Referring expression data:
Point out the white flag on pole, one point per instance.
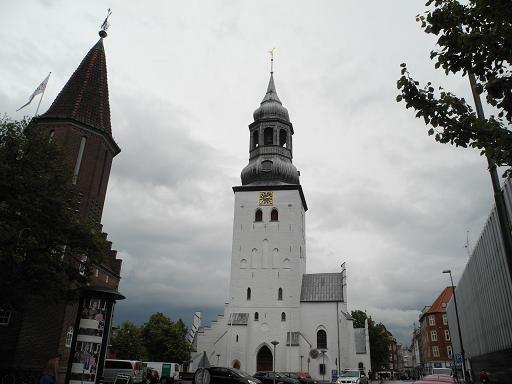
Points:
(39, 89)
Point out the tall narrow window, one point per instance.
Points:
(255, 139)
(321, 339)
(76, 171)
(282, 137)
(268, 136)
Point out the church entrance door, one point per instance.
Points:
(264, 359)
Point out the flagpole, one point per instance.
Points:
(41, 98)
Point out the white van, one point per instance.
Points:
(131, 368)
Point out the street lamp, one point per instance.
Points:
(274, 343)
(458, 325)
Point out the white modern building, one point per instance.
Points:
(274, 306)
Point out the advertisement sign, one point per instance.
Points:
(89, 341)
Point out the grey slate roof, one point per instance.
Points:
(322, 287)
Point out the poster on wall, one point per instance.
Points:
(88, 341)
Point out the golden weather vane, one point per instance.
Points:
(272, 59)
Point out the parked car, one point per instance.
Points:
(152, 376)
(268, 378)
(303, 377)
(221, 375)
(131, 368)
(434, 379)
(353, 376)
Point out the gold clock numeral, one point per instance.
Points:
(266, 198)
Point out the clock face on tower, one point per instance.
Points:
(266, 198)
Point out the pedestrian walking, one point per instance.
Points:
(51, 371)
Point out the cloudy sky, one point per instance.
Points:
(184, 79)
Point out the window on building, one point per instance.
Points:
(255, 139)
(69, 337)
(78, 161)
(449, 351)
(268, 136)
(5, 316)
(321, 339)
(282, 137)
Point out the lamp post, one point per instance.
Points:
(323, 363)
(274, 343)
(458, 325)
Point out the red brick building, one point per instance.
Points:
(436, 345)
(79, 120)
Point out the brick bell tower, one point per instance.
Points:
(79, 121)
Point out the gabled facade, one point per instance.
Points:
(79, 121)
(271, 298)
(436, 345)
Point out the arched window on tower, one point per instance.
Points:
(282, 137)
(321, 339)
(268, 136)
(255, 139)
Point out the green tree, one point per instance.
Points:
(165, 339)
(379, 336)
(128, 342)
(474, 37)
(42, 245)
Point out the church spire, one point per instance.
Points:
(84, 98)
(270, 149)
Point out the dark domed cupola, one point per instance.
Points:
(270, 150)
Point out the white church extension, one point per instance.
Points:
(271, 298)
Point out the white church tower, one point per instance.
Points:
(271, 298)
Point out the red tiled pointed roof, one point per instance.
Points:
(84, 98)
(439, 305)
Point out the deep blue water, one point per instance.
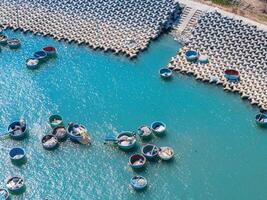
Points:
(220, 153)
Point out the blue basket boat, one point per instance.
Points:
(50, 142)
(16, 185)
(17, 155)
(50, 51)
(32, 63)
(60, 132)
(261, 119)
(191, 55)
(232, 75)
(138, 182)
(3, 39)
(165, 73)
(78, 133)
(40, 55)
(55, 120)
(13, 43)
(150, 151)
(158, 127)
(137, 161)
(145, 132)
(4, 194)
(18, 130)
(126, 140)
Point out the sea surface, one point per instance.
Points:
(219, 151)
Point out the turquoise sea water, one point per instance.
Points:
(220, 153)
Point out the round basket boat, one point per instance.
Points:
(166, 153)
(138, 182)
(165, 73)
(232, 75)
(3, 39)
(145, 132)
(137, 161)
(40, 55)
(261, 119)
(60, 132)
(158, 127)
(32, 63)
(78, 133)
(4, 194)
(13, 43)
(50, 142)
(126, 140)
(16, 185)
(17, 130)
(55, 120)
(50, 51)
(17, 155)
(150, 151)
(191, 55)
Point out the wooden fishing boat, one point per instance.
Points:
(50, 51)
(78, 133)
(3, 39)
(32, 63)
(60, 132)
(4, 194)
(55, 120)
(40, 55)
(50, 142)
(15, 185)
(158, 127)
(150, 151)
(145, 132)
(165, 73)
(18, 130)
(166, 153)
(13, 43)
(126, 140)
(191, 55)
(17, 155)
(138, 182)
(261, 119)
(137, 161)
(232, 75)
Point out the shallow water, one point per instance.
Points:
(220, 153)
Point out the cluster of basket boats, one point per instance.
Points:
(128, 140)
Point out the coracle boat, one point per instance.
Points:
(15, 185)
(145, 132)
(137, 161)
(50, 51)
(261, 119)
(55, 120)
(78, 133)
(158, 127)
(126, 140)
(13, 43)
(32, 63)
(191, 55)
(3, 39)
(50, 142)
(60, 132)
(138, 182)
(150, 151)
(17, 155)
(165, 73)
(4, 194)
(18, 130)
(40, 55)
(232, 75)
(166, 153)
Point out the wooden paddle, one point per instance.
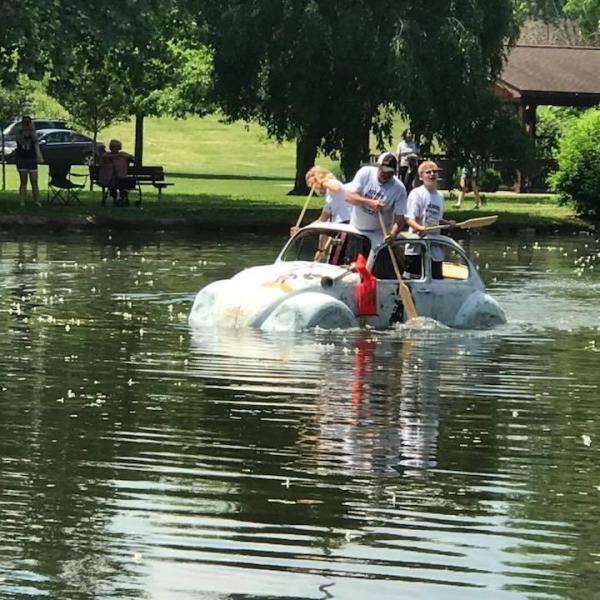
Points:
(468, 224)
(409, 306)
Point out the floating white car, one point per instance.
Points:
(308, 288)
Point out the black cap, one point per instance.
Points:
(388, 163)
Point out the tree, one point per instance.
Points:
(122, 55)
(586, 13)
(327, 74)
(577, 179)
(92, 93)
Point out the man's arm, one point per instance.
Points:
(398, 225)
(356, 199)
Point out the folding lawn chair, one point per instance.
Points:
(61, 188)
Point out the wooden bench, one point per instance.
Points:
(138, 176)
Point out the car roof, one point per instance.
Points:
(407, 235)
(346, 227)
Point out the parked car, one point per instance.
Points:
(10, 130)
(61, 145)
(314, 283)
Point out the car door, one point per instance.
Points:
(388, 301)
(80, 148)
(447, 295)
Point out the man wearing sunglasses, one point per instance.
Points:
(425, 209)
(377, 189)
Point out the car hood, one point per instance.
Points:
(251, 295)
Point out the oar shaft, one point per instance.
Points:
(409, 306)
(302, 213)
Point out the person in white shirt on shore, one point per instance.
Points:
(377, 189)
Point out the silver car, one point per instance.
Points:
(314, 283)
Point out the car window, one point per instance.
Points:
(334, 247)
(54, 138)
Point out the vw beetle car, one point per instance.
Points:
(313, 283)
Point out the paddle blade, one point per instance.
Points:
(477, 222)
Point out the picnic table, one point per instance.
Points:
(138, 176)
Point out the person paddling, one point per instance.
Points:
(425, 209)
(376, 189)
(335, 208)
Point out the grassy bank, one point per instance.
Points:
(230, 177)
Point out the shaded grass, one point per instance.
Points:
(232, 176)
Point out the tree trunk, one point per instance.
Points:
(139, 139)
(306, 154)
(3, 161)
(355, 152)
(94, 152)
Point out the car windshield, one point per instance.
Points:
(322, 245)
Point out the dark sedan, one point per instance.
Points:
(62, 145)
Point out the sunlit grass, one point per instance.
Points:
(233, 171)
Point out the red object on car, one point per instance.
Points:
(366, 289)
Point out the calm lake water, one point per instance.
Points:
(142, 460)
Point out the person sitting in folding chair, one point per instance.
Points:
(112, 174)
(61, 188)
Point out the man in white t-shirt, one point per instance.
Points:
(377, 189)
(425, 209)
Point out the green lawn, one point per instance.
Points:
(226, 174)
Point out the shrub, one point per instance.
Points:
(552, 122)
(577, 180)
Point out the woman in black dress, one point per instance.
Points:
(27, 157)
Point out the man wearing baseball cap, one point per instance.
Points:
(377, 189)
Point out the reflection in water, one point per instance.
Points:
(143, 460)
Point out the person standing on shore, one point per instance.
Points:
(468, 179)
(27, 158)
(408, 156)
(425, 209)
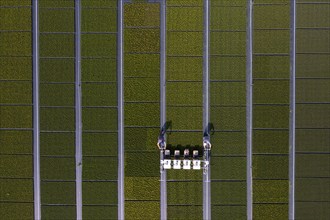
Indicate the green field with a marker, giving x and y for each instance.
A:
(184, 106)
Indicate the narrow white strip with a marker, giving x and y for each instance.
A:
(36, 123)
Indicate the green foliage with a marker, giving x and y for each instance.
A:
(99, 119)
(96, 94)
(104, 144)
(98, 70)
(228, 18)
(271, 92)
(56, 45)
(16, 68)
(57, 94)
(16, 190)
(141, 89)
(230, 168)
(93, 20)
(15, 18)
(9, 210)
(100, 212)
(59, 212)
(16, 166)
(184, 68)
(99, 168)
(16, 116)
(184, 93)
(184, 18)
(141, 15)
(57, 119)
(228, 193)
(99, 45)
(57, 144)
(56, 70)
(227, 93)
(15, 44)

_Description of the task_.
Wherever a line of the records above contains the string "person", copy that line out.

_Answer section_.
Point out the person in white shirt on shore, one point per instance.
Point out the person paddling, one point per instance.
Point out the person sitting in folding chair, one point per instance.
Point out the person standing on shore, one point per instance.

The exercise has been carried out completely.